_Do this:_
Write out the entire listing below, reproducing every line without any change.
-=-=-=-=-
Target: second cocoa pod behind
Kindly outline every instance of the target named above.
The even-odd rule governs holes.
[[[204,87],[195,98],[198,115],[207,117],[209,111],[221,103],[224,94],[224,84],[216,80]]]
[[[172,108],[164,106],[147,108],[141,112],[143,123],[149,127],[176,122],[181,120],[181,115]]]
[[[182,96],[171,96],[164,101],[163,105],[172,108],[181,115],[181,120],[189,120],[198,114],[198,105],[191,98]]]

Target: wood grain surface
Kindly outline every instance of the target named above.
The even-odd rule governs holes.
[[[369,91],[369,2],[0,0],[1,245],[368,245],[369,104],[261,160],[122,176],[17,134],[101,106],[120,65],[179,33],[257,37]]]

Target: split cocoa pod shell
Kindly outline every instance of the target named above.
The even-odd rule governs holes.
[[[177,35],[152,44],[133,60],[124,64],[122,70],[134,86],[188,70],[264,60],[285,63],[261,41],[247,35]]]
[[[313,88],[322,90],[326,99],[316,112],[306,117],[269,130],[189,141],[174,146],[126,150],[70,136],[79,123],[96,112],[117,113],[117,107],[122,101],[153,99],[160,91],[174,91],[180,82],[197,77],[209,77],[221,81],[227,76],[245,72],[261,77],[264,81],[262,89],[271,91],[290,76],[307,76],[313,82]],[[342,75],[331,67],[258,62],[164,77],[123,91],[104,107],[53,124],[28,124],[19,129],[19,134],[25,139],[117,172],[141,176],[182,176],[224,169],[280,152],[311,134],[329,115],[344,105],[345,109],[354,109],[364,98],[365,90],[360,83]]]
-=-=-=-=-
_Correct result:_
Target: second cocoa pod behind
Kindly outline every instance of the target named above.
The even-odd rule governs holes.
[[[204,87],[195,98],[198,115],[207,117],[209,111],[221,103],[224,94],[224,84],[216,80]]]
[[[172,108],[164,106],[147,108],[141,112],[143,123],[149,127],[176,122],[181,120],[181,115]]]
[[[182,96],[171,96],[164,101],[163,105],[172,108],[181,115],[181,120],[189,120],[198,114],[198,105],[191,98]]]

Target: wood grain surface
Kindly outline every instance of the target named above.
The even-odd rule governs holes.
[[[369,91],[369,2],[0,0],[1,245],[368,245],[369,104],[261,160],[122,176],[17,134],[101,106],[120,65],[179,33],[257,37]]]

Target: split cocoa pod shell
Kindly outline every instance of the target named above.
The even-odd rule governs holes.
[[[177,35],[152,44],[133,60],[124,64],[122,70],[134,86],[188,70],[264,60],[285,63],[261,41],[247,35]]]
[[[313,88],[322,90],[326,99],[316,112],[306,117],[269,130],[189,141],[174,146],[126,150],[70,136],[79,123],[96,112],[117,113],[117,107],[122,101],[153,99],[160,91],[174,91],[180,82],[197,77],[209,77],[221,81],[227,76],[245,72],[261,77],[264,81],[262,89],[271,91],[290,76],[307,76],[313,82]],[[342,75],[331,67],[258,62],[164,77],[123,91],[104,107],[53,124],[28,124],[19,129],[19,134],[25,139],[117,172],[141,176],[182,176],[224,169],[280,152],[311,134],[329,115],[344,105],[345,109],[354,109],[364,98],[365,90],[360,83]]]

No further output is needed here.